(Extracted records)
──────

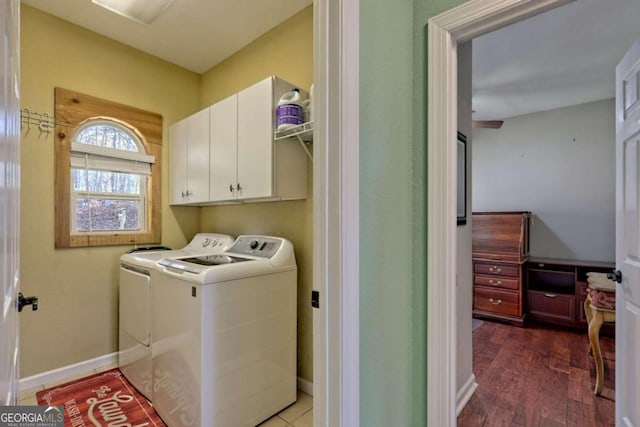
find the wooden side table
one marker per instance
(599, 307)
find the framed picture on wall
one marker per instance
(462, 179)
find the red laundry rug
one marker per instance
(105, 399)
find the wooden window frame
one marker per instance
(73, 108)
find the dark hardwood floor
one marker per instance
(538, 376)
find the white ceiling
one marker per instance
(195, 34)
(563, 57)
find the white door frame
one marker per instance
(445, 31)
(336, 379)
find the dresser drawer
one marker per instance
(497, 282)
(497, 269)
(550, 306)
(496, 301)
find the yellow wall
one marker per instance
(285, 51)
(78, 314)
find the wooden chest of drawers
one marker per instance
(500, 250)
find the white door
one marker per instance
(9, 198)
(224, 149)
(628, 238)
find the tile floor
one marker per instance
(300, 414)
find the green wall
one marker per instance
(393, 210)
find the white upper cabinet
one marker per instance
(243, 162)
(255, 140)
(189, 159)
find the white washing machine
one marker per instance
(224, 326)
(134, 355)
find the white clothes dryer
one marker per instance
(134, 355)
(224, 326)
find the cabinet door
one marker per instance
(198, 157)
(178, 163)
(224, 149)
(255, 140)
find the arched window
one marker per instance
(109, 170)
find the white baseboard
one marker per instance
(305, 386)
(465, 393)
(60, 374)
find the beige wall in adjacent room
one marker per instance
(285, 51)
(78, 288)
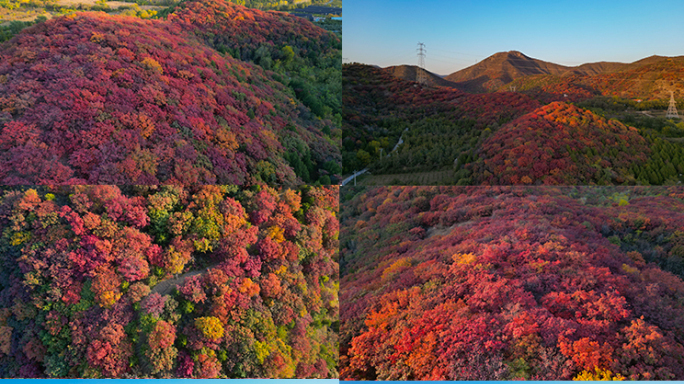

──────

__Exercise description__. Return all the data exactly, pictures omitted.

__Task response__.
find the wooden side table
one marker per instance
(599, 307)
find the framed picture on wall
one marker per instance
(462, 179)
find the red laundry rug
one marker per instance
(105, 399)
find the wooden window frame
one marker per instance
(73, 108)
find the dark hardwood floor
one marker per instance
(538, 376)
find the white ceiling
one marker per instance
(195, 34)
(563, 57)
find the white door frame
one marker per instance
(445, 31)
(336, 379)
find the dresser drawer
one marker per instance
(497, 282)
(497, 269)
(550, 306)
(496, 301)
find the yellow wall
one marker per instance
(285, 51)
(78, 314)
find the wooden chest of drawers
one marker per instance
(500, 250)
find the white door
one marker per instance
(9, 198)
(224, 149)
(628, 238)
find the tile floor
one marker per instance
(300, 414)
find the green wall
one marker per instance
(393, 210)
find the white upper cabinet
one marker per instance
(243, 162)
(255, 140)
(189, 159)
find the white washing machine
one marker per instance
(224, 326)
(134, 355)
find the white clothes dryer
one marker per instance
(134, 355)
(224, 326)
find the cabinet door
one marker per instance
(198, 157)
(178, 163)
(224, 149)
(255, 140)
find the arched window
one marker per instance
(109, 170)
find the white baseboard
one marker per instance
(305, 386)
(465, 393)
(60, 374)
find the beige wall in adjacent room
one marker per instance
(285, 51)
(78, 288)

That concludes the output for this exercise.